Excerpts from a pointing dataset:

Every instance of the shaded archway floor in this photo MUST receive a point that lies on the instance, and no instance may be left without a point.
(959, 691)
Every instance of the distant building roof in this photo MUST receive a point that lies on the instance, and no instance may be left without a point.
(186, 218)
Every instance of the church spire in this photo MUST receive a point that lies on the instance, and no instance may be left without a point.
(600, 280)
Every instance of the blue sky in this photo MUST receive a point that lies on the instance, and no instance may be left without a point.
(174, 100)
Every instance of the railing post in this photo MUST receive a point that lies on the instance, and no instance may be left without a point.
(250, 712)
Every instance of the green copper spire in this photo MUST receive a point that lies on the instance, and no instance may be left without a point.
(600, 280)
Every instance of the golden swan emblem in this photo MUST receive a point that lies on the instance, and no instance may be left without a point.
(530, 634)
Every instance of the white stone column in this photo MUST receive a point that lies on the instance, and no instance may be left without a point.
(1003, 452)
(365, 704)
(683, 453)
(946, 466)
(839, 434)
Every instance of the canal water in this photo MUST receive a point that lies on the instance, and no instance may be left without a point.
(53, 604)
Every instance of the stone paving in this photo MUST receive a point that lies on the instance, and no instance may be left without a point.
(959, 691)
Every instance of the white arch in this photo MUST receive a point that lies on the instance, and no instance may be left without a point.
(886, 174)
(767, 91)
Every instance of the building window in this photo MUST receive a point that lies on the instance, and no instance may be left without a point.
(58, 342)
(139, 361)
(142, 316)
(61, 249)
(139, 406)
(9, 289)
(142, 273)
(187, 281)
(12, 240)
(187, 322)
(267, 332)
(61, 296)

## Task statement
Can you reproduce all of the data above word for word?

## Response below
Every instance of the shaded archway floor in this photo MUST receive a point that lies on the instance, and no instance may be left without a point.
(959, 691)
Every instance of the distant building roof in this photo MUST receive a point that lies on the instance, and no instance may be left without a point.
(186, 218)
Every instance of the church spire in this photo MUST receive a point that lies on the instance, and no instance may be left without a point.
(600, 280)
Every instance of the blue sky in this photo MUST receive a point that lies on the instance, and no instance may be left without a point.
(174, 100)
Every instance of the railing post in this photo MUST receive a point that lies on the instance, and no instance may be left without a point.
(250, 712)
Every instance of the green copper spire in this photo MUST receive a point that lies on the instance, and no instance may be left without a point.
(600, 280)
Every instance of the golden swan emblem in this photo MUST receive a point that lies on the instance, and no instance may be left without a point.
(530, 634)
Every instance of the white stone column in this photo MUST receive a point that lies on the instance, and no instance may be left without a point.
(1003, 452)
(365, 704)
(683, 453)
(946, 466)
(839, 434)
Every instance of the canal water in this photo MUST receive a point that lies on the instance, and no instance may be left without a point.
(53, 604)
Every instance of the stone paving in this photo MUST receive a point that lies on the instance, and no instance may be left without a point.
(959, 691)
Every instance of the white arch in this photo MUST receive a point that lies on the instance, and no instance may be left without a point.
(886, 174)
(767, 91)
Every instance of the building window in this photo MUST receive a point that lies on the instance, and no instance may be left without a point.
(58, 342)
(139, 361)
(142, 316)
(61, 249)
(139, 406)
(9, 289)
(142, 273)
(187, 281)
(12, 240)
(187, 322)
(267, 332)
(61, 296)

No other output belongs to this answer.